* SHORT TASK
Write out every one of the records below line for line, leaving out the pictures.

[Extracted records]
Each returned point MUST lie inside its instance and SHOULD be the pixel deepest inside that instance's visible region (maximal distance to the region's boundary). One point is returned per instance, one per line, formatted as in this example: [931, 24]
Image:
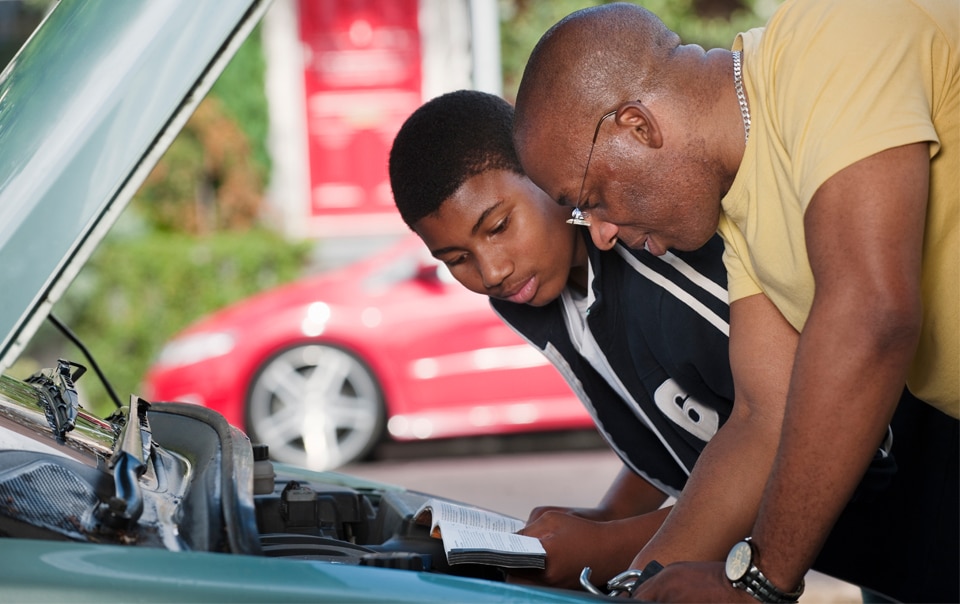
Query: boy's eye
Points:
[500, 226]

* SOLUTION FOR THIS EXERCISE
Each returned point MUST lie inside its instance and SHOULD be the pixel deepest inside that instance's visible region (maximal distance to the region's boundary). One point is returned per instance, one per line, formatted as in this example: [931, 24]
Image:
Query: boy's eye
Points:
[500, 226]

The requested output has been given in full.